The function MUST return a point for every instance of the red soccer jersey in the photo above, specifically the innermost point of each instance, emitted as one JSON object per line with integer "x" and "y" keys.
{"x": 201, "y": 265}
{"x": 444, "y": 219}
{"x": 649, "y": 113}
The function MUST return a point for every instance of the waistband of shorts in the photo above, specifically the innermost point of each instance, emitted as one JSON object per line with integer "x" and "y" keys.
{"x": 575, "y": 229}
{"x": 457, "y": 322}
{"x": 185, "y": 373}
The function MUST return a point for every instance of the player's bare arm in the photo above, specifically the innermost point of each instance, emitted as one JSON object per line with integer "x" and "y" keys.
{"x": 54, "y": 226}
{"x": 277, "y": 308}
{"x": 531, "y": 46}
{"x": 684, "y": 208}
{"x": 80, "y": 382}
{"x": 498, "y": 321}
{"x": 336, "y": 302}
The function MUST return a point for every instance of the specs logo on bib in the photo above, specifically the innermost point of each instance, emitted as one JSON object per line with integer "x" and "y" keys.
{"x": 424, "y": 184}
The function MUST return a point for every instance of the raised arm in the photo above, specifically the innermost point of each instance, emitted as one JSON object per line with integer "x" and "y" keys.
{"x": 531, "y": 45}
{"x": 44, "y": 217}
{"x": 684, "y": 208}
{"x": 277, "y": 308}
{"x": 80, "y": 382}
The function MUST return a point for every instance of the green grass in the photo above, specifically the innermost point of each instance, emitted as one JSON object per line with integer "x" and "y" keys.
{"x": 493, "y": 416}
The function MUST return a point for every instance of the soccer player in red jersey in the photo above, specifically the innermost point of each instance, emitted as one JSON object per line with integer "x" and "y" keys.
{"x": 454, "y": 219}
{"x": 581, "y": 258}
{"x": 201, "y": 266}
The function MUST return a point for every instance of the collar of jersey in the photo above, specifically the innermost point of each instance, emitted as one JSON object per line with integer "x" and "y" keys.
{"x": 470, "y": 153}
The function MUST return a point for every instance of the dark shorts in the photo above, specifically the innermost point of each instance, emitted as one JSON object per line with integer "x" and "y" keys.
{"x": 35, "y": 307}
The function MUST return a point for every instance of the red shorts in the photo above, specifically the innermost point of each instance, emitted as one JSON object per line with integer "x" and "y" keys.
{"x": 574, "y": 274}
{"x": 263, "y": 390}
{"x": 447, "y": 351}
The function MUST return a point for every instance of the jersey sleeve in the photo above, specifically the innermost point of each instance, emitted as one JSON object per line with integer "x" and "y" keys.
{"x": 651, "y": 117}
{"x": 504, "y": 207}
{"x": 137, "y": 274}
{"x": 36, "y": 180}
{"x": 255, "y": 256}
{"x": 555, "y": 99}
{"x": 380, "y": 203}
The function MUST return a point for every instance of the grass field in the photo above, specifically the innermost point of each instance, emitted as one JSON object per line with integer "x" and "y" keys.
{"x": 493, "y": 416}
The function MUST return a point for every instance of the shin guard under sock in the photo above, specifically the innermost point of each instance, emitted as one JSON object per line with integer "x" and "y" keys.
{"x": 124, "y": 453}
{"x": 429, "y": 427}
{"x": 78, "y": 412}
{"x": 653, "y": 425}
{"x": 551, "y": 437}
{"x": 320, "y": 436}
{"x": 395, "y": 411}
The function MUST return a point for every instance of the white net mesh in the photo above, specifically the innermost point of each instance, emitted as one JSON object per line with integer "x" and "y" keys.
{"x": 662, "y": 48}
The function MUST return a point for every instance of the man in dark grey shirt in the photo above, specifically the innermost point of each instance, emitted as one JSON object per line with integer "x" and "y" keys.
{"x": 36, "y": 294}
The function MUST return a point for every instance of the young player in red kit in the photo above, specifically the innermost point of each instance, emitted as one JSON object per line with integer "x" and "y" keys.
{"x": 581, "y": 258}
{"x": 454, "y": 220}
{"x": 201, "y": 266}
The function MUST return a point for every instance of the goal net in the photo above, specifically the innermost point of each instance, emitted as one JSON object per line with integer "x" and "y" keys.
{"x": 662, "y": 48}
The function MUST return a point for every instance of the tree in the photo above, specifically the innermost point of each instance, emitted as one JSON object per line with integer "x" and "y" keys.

......

## What to work on
Copy the material verbatim, from the line containing "of the jersey" through the end of the material, including both of those lines.

## Answer for the task
The function MUST return a point for every instance of the jersey sleeve in the photo above, specifically the innermost point of each instance, emitted as one JSON object per line with integer "x" and "y" keys.
{"x": 651, "y": 117}
{"x": 504, "y": 207}
{"x": 137, "y": 274}
{"x": 36, "y": 180}
{"x": 255, "y": 256}
{"x": 555, "y": 99}
{"x": 380, "y": 203}
The function MUST return a point for every instance of the grass field in the photo above, specifically the innermost point of each instance, emitted as one JSON object per line with integer "x" and "y" keys.
{"x": 493, "y": 416}
The function MUST return a point for every instance of the shin guard under sock in the photo above, specifically the innermost point of each instance, emitted as one JSON object per line with integer "x" and "y" keys.
{"x": 124, "y": 453}
{"x": 429, "y": 427}
{"x": 78, "y": 412}
{"x": 653, "y": 425}
{"x": 551, "y": 437}
{"x": 320, "y": 436}
{"x": 395, "y": 411}
The function MUST return a point for every instance of the white net mesh in the photo above, specifically the innermost point of each instance, emitted as one JSON object per line with integer "x" and "y" keys.
{"x": 662, "y": 48}
The function MUST return a point for every instance of the man in dark grey shirt in the photo above, specifically the innermost point of each instance, emitted as one JSON object per line with integer "x" and "y" keys.
{"x": 36, "y": 294}
The function MUST return a point for every instance of the young player in red kit in the photo above, specifically the innermost point of each instance, emitted as one JSON object per line with integer "x" and "y" keys.
{"x": 581, "y": 258}
{"x": 454, "y": 220}
{"x": 201, "y": 266}
The function MUST return a point for every instance of the goal net in the photo above, specifically the innermost point of each instance, emitted as one JSON object per line with integer "x" and "y" keys.
{"x": 662, "y": 48}
The function MUST return a point for every instance of the tree in the photo above, specifically the innermost point of each instance, emitted as one JSON object per line with integer "x" and "y" keys.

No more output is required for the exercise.